### INSTRUCTIONS FOR THE TASK
If a line of the data below contains the string "jacket", copy it into your answer.

+++ MATERIAL SUPPLIED +++

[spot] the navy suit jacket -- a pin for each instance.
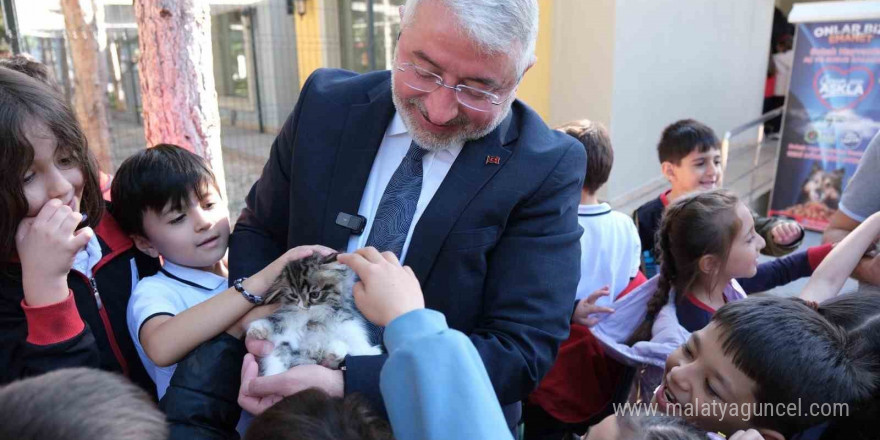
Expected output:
(496, 250)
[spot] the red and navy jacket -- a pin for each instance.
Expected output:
(88, 328)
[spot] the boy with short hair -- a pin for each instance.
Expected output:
(79, 404)
(690, 159)
(167, 199)
(610, 244)
(609, 262)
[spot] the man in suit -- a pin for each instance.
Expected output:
(464, 183)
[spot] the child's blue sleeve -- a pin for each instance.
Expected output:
(777, 272)
(434, 383)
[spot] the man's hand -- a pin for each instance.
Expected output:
(259, 393)
(587, 307)
(786, 233)
(386, 290)
(751, 434)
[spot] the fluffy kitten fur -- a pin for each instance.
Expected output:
(317, 322)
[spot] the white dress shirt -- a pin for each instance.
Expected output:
(395, 144)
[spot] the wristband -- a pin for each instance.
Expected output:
(251, 298)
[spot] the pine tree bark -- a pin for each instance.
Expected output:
(84, 24)
(177, 78)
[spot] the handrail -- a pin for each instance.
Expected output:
(759, 120)
(759, 141)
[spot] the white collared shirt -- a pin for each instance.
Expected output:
(172, 290)
(610, 249)
(395, 144)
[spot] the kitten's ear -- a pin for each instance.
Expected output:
(277, 291)
(144, 245)
(330, 258)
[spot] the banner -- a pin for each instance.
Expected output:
(831, 114)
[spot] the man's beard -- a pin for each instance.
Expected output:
(433, 142)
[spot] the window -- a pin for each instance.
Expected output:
(368, 44)
(230, 41)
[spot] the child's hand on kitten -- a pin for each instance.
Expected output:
(786, 233)
(261, 282)
(386, 289)
(241, 326)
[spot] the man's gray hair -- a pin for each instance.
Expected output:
(497, 26)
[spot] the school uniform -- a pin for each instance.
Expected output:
(174, 289)
(86, 329)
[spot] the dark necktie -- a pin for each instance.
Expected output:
(396, 209)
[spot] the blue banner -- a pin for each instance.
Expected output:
(831, 113)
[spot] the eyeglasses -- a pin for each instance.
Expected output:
(423, 80)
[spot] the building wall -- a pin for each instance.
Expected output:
(535, 86)
(582, 71)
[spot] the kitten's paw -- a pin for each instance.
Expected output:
(331, 361)
(259, 329)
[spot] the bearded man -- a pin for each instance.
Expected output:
(437, 162)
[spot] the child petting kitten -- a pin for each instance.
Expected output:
(66, 269)
(317, 322)
(168, 201)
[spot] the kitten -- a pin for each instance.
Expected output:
(317, 322)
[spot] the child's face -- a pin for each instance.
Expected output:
(196, 236)
(745, 248)
(53, 174)
(696, 171)
(701, 377)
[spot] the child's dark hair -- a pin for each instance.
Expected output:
(859, 314)
(24, 101)
(27, 65)
(79, 404)
(661, 428)
(314, 415)
(682, 137)
(795, 355)
(692, 226)
(152, 178)
(600, 156)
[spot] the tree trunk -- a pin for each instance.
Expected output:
(177, 78)
(84, 23)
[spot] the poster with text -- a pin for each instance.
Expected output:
(831, 114)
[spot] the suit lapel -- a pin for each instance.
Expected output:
(473, 168)
(361, 138)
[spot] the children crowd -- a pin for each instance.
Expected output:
(113, 306)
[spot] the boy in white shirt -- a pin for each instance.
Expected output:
(167, 200)
(610, 246)
(610, 250)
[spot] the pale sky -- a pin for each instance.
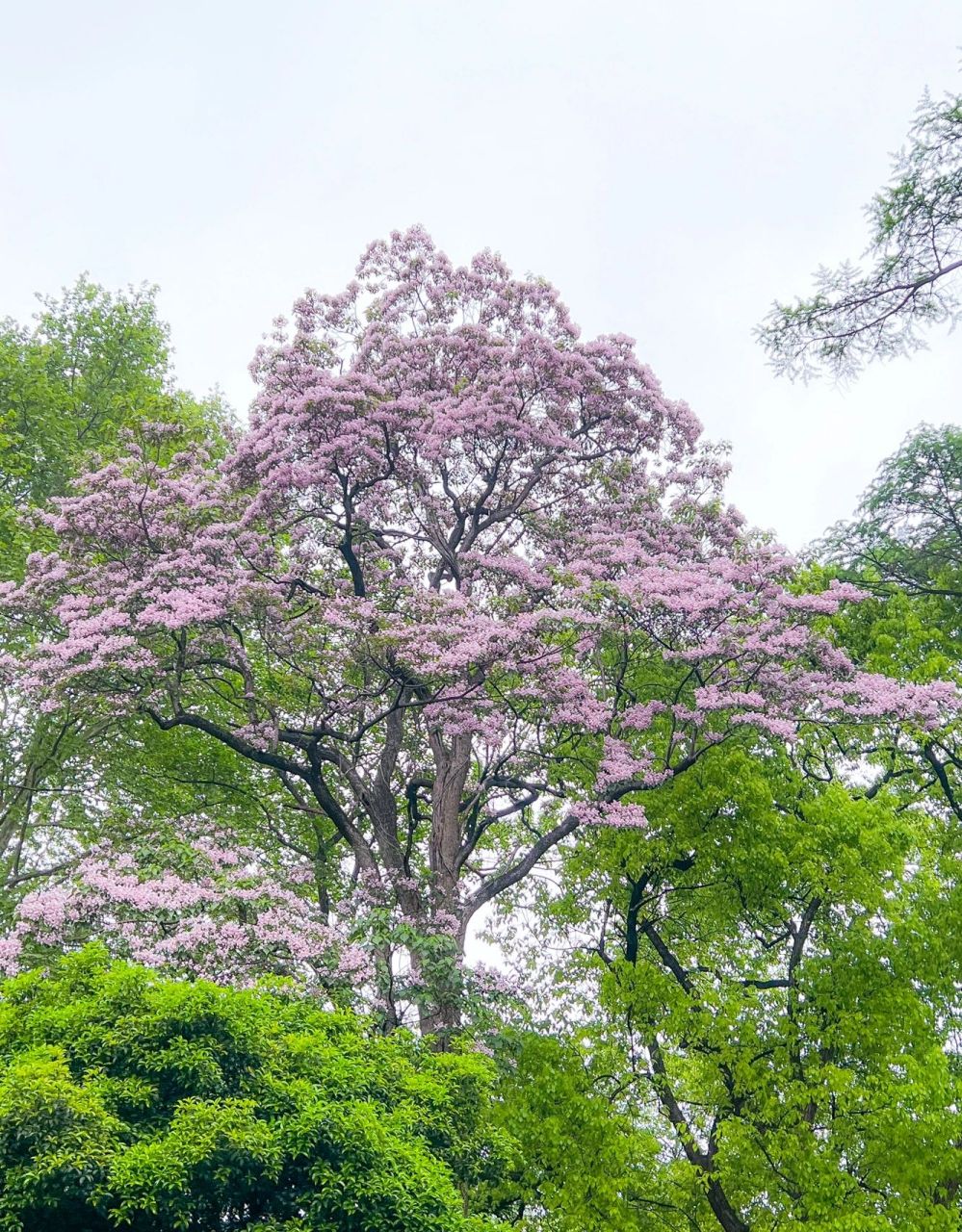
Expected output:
(670, 167)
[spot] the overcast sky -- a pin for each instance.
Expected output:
(670, 167)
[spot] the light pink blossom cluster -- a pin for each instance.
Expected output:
(226, 918)
(460, 557)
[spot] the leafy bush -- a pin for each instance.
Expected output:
(131, 1100)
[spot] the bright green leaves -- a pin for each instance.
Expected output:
(127, 1100)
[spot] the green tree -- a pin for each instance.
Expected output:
(127, 1100)
(776, 985)
(914, 250)
(91, 368)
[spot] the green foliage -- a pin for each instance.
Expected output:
(915, 229)
(776, 1006)
(91, 368)
(127, 1100)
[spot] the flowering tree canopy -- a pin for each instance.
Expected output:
(465, 584)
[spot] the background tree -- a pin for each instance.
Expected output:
(465, 585)
(914, 251)
(776, 959)
(91, 369)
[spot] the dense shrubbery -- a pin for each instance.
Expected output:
(130, 1100)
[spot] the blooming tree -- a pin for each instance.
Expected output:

+++

### RESPONSE BOX
[spot] the navy suit jacket -- a pin for each instance.
[spot] the red and navy jacket -- a pin for each instance.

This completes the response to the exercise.